■ AIM OF THE TASK ■
From the first line to the last, give the data again exactly.

[Saved entries]
━━━━━━━━━━━━━━━━━━━━
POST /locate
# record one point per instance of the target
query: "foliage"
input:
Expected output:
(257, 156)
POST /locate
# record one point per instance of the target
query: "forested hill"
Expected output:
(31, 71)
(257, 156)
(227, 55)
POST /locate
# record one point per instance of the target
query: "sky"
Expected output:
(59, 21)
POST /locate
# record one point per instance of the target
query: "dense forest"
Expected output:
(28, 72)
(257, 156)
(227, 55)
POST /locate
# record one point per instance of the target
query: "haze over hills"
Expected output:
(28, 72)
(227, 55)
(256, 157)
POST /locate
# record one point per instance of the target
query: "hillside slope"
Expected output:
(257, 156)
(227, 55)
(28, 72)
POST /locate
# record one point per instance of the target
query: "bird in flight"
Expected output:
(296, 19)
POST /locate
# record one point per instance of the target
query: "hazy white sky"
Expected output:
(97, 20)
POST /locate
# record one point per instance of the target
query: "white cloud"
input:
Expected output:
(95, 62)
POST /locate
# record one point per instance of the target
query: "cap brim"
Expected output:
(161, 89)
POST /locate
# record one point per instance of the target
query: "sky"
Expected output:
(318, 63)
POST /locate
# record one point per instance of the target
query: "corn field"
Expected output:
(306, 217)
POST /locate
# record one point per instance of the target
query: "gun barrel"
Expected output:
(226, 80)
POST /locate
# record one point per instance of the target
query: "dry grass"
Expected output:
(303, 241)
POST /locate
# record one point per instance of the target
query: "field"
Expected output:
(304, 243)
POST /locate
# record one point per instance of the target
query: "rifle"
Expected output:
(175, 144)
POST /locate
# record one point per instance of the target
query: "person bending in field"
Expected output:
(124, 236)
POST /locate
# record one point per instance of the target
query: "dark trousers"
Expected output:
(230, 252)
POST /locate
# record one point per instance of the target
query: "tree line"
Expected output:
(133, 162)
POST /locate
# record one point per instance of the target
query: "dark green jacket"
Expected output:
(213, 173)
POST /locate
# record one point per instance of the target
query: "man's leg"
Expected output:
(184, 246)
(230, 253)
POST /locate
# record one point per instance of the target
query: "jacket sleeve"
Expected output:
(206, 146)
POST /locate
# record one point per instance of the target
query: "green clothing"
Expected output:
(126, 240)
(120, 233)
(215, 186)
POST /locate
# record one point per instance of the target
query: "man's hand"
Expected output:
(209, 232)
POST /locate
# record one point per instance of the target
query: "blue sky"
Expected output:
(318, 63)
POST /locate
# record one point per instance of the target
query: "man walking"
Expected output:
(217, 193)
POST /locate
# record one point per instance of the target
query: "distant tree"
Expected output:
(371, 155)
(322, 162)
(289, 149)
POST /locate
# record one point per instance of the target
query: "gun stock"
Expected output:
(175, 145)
━━━━━━━━━━━━━━━━━━━━
■ ANSWER SPACE ■
POST /locate
# record one point per instance of the target
query: "foliage"
input:
Expected output:
(257, 156)
POST /locate
# record one point per instance of the target
query: "forested hill"
Expected output:
(31, 71)
(257, 156)
(227, 55)
POST /locate
# record one point per instance of the target
query: "sky"
Expected output:
(59, 21)
POST /locate
# record one point per instance of the target
query: "dense forest"
Expected output:
(28, 72)
(257, 156)
(227, 55)
POST /locate
# record one point per instance of the target
query: "haze over hills"
Expected output:
(28, 72)
(227, 55)
(256, 157)
POST /locate
# record one point per instance of the target
query: "hillside slope"
Expected output:
(257, 156)
(227, 55)
(28, 72)
POST /locate
# record one point per instance of the target
query: "bird in flight"
Expected output:
(296, 19)
POST /locate
# record one point per instance of the target
query: "hazy white sky"
Expected output:
(97, 20)
POST /locate
# record one point per instance of the target
query: "white cloud"
input:
Expected output:
(95, 62)
POST /locate
# record one point per instance of the target
query: "cap brim"
Expected output:
(161, 89)
POST /locate
# record one point per instance of the target
query: "sky"
Expected output:
(318, 63)
POST /locate
# record one point per instance of the target
query: "corn field"
Expected output:
(306, 217)
POST /locate
# record one point per instance of the target
query: "gun barrel"
Expected output:
(226, 80)
POST /locate
# record one point per instance of the target
query: "dry grass"
Expected output:
(303, 241)
POST /locate
# record one point per instance of the target
query: "field"
Expected output:
(304, 243)
POST /locate
# record one point per instance of the target
query: "rifle"
Expected output:
(175, 144)
POST /locate
# record one point per instance of the target
query: "person bending in field"
Expected output:
(124, 236)
POST /locate
# record one point per instance of the target
query: "dark trousers"
Expected output:
(230, 252)
POST /locate
# record one point per instance of the target
query: "tree line"
Expected output:
(133, 162)
POST /locate
# record one point per instance of the target
query: "dark green jacket"
Expected output:
(213, 173)
POST /locate
# record one point per instance of the target
query: "man's leg"
Expected output:
(184, 246)
(230, 253)
POST /locate
# record one point per instance of the target
query: "jacket sleeve"
Expected output:
(206, 146)
POST /locate
# record one point per instance of the target
query: "green clothing"
Expected output:
(126, 240)
(120, 233)
(215, 186)
POST /locate
# record one point per instance of the target
query: "man's hand"
Expected output:
(209, 232)
POST /locate
# record one point per instance of the target
query: "blue sky"
Expected output:
(318, 63)
POST /locate
# record one point per instance of the target
query: "man walking"
Expected output:
(217, 193)
POST /locate
# record one point per instance of the target
query: "distant tree"
Expected output:
(371, 155)
(322, 162)
(289, 149)
POST /locate
# record one point per instance of the target
query: "gun stock"
Expected output:
(175, 145)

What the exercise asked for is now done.